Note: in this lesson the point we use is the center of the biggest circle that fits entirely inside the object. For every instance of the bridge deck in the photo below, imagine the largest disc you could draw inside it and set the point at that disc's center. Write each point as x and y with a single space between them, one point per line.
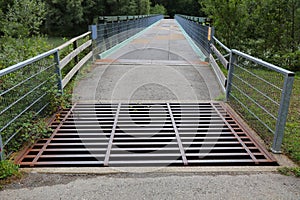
160 64
154 69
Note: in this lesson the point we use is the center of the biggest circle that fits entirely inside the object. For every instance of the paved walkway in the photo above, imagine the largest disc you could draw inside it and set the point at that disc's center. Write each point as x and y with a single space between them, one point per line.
160 65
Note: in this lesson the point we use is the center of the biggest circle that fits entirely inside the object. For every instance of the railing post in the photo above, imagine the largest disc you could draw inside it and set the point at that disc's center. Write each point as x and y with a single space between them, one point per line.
283 112
75 45
230 74
1 149
93 29
58 71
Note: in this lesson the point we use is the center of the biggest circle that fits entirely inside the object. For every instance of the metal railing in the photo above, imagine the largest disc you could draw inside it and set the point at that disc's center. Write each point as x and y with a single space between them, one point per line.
113 30
258 90
220 62
27 88
261 92
201 34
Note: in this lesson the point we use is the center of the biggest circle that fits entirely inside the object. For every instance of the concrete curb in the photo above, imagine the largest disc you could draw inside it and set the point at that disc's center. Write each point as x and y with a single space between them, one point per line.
192 43
118 170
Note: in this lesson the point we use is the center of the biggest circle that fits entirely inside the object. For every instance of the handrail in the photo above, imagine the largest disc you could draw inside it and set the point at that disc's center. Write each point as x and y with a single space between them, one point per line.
26 62
221 44
72 40
264 63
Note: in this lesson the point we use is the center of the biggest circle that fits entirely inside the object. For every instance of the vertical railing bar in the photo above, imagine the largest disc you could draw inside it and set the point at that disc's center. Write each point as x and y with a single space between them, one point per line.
230 75
282 113
112 135
1 148
58 71
75 45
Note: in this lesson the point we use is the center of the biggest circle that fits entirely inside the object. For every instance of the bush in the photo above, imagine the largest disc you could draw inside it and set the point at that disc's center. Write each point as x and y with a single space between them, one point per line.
7 169
15 50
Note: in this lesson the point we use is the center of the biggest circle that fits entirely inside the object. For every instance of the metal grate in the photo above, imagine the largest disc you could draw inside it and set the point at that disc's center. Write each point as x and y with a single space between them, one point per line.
147 134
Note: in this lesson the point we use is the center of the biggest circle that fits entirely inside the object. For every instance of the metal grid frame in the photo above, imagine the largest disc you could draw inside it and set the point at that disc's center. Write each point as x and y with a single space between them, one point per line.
148 134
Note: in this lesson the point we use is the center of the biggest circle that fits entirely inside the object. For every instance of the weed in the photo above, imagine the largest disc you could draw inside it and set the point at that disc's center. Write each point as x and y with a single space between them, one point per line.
288 171
7 169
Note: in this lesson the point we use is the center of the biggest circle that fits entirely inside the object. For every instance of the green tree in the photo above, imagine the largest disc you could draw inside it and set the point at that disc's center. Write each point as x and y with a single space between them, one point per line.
23 18
64 17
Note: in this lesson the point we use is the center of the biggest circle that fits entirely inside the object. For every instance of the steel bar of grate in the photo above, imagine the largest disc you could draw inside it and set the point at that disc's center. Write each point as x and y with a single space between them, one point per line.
52 136
185 162
236 135
130 134
112 135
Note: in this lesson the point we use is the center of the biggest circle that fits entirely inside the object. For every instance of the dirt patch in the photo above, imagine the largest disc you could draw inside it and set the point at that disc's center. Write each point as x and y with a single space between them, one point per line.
31 180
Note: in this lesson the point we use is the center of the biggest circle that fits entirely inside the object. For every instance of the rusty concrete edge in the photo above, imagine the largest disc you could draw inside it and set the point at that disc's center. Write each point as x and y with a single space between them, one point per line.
119 170
281 159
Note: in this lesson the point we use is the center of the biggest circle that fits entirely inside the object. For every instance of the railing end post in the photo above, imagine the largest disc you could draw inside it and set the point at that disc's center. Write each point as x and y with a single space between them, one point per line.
58 71
283 112
230 75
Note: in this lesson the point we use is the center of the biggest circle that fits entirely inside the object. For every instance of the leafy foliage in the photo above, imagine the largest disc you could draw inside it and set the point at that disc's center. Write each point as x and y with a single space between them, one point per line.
23 18
288 171
267 29
7 169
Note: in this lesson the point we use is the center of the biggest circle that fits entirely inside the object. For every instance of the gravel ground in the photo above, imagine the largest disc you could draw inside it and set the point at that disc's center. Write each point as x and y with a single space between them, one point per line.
155 186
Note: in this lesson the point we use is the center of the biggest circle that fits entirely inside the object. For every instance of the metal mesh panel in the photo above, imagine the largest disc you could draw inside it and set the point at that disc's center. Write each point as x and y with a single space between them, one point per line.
197 31
24 93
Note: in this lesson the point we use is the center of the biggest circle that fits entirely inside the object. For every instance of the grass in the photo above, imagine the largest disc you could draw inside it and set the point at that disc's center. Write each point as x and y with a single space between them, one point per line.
291 144
290 171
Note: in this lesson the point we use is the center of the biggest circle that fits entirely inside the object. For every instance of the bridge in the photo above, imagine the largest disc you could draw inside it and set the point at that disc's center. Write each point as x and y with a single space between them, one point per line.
158 92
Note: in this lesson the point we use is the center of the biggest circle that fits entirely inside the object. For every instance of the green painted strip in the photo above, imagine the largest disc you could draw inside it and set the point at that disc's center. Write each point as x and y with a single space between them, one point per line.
125 42
192 43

#### [Exercise brief]
Restate every record exactly, please; do not copy the pictures.

#### [Exercise solution]
Note: in this lesson the point we use is the center of the biggest circle that fits entirely inside the object. For every instance of the bridge deck in the photo below, imagine the largest disc you could draw inside it and set the point at that disc's center. Write each point as x and y with a single space between them, one point per line.
160 64
154 69
Note: in this lesson the point we use is the center of the biggest circle that fits entirely inside the object. For every instance of the paved walkway in the photo above, imagine the largest disc you could draw inside it and set the point at that disc's center. Write each point as x and y with a single space between them, one point per line.
160 65
Note: in this lesson the point we use is the center of the biggest circle that fits entirely inside the object. For every instance of the railing post in the photo above, imagine the largest disc you could draw inside it and set the point at that disc's center. Write each point as x and y with a single space between them, one point per line.
283 112
75 45
230 74
1 149
93 29
58 71
Note: in this lesson the point we use is the center of the biggest circle that fits entirely inside the object. For every instance of the metal railing in the photo above, imagine the largest disc you could draw inside it and set the point at that disc's center. Write each point as x and y with a single space between them, one point per line.
113 30
258 90
220 62
27 88
261 92
201 34
Note: in this lesson the point we use is the center of the biggest circle that fits entirely inside the object. For every instance of the concrete curb in the photo above, imagine the largest disc you could draw inside it and set the point at that disc's center. Write each point as x and y with a single space between them, one point per line.
192 43
118 170
Note: in this lesson the point we use is the center of the biggest circle that fits entirely inside the object. For every instance of the handrail in the photo above, imagine the largest disc you could draw inside it and set the point at that disc's center. Write each point as x and y with a single space between them, one point per line.
26 62
221 44
72 40
264 63
Note: in this lesson the point we use is the center of the biggest circle that fits entirely inside the object. For every instance of the vertical railing bar in the photo above, imagine the largest disc you could draw inside it and set the point at that disc's center. Write each point as x and y with a single space between them, one point per line.
230 75
282 113
112 135
1 148
58 71
75 45
Note: in this lesson the point we use is the center of the biggest circle that fits entirely inside the object. For every instance of the bush in the photo above, imagine the largest disc you could draw inside it and set the point at that disc's center. Write each point as x and y with a single space between them, one point per line.
7 169
15 50
Note: in this lesson the point we use is the center of the biggest circle that fits entirely inside the object. For every instance of the metal grate in the photo above, imagine the largest disc you could draw inside it and set the point at that disc's center. Write each point as x and y with a single space between them, one point per line.
147 134
Note: in this lesson the point we use is the center of the biggest circle that fits entirely inside the object. For every instance of the metal grid frame in the photo above, imagine the largest disc you could draw inside it and set the point at that disc's center. Write each point as x and y with a single space between them, one point per line.
148 134
Note: in this lesson the point we use is the center of the biggest circle that fits entirely inside the object. For every instance of the weed in the photo above, imagine the largest disc you could draw inside it and set the point at that disc's center. Write each point as x and y with a single space between them, one point per line.
288 171
7 169
Note: in this lesson the point we use is the center of the biggest circle that fits entirely inside the object. For every instance of the green tree in the photo above, imagine the largest disc you could draw inside it and set the point at that disc's center. Write each point as x and y with a single space between them, one point per line.
23 18
64 17
Note: in this lesson the point we use is the center of the biggest circle that fits entirely inside the object. For every instance of the steel bar of grate in the photo above, imagine the largest disc you could draw inside it and set the point at that disc's center. Write each point as x and y with a single space between them, one point per line.
52 136
185 162
236 135
130 134
112 135
Note: in this lesson the point we use is the center of the biggest circle that fits entirely inside the object. For every instance of the dirt patch in the photo above, imagine the largest disc you could draw inside it and set the point at that disc's center. Write each point as x and y with a single space between them, one point per line.
31 180
Note: in this lesson the point we use is the center of the biggest circle that fits entirely inside the object. For every instance of the rusty concrete edge in the photo above, imagine the largest disc you could draw inside it and set the point at that disc's center. Write each point as x and y with a single space between them, one point per line.
119 170
281 159
Note: in this lesson the point we use is the center of the biggest circle that fits entirely inside the object. For every instance of the railing end post in the photo above, imagine the largest disc you could draw inside it and set the point at that disc's center. Write each point as x and y with a single space between them, one point per line.
58 71
283 112
230 75
Note: in this lesson the point we use is the center of the biggest circle that fits entirely inside the object. For every instance of the leafy foliage in the photo above, imagine the largest disc you could draw inside it and set the point at that disc's center. Write each point as x and y with a single space between them, one point per line.
23 18
288 171
267 29
7 169
Note: in this lesson the point we use is the center of the biggest circle that fits entirely inside the object. For every instance of the gravel ground in the photo above, imagine the largest disc you could draw inside it and set the point at that disc's center. Write each point as x and y with a single space between them, one point per line.
155 186
Note: in this lesson the point we use is the center of the biggest circle that fits entirely inside the object. For every instance of the metal mesh panel in the photo above, imagine the largest disc you could draw inside it and set the point at that disc's center. Write each point as x and y with a single space between them, one point per line.
197 31
24 93
Note: in this lesson the point we use is the center of the biggest circle that fits entirely inside the object. For every instance of the grass in the photo above, imagine the largest disc you could draw inside it and set the point at that disc's center. Write each point as x and y with a single space between them, one point per line.
291 144
290 171
Note: in this lesson the point we use is the center of the biggest circle that fits entirely inside the object. For every instance of the bridge in the photo above, imagine the largest disc you could draw inside it and set the point at that disc's center. Write each point as x and y with a single space between them, one point per line.
158 92
Note: in this lesson the point we use is the center of the biggest circle that fits entirely inside the object. For every instance of the green painted strip in the photo above, imagine the largest disc you could draw inside it and set the point at that disc's center. Write each point as x and y with a single space between them, one point per line.
125 42
192 43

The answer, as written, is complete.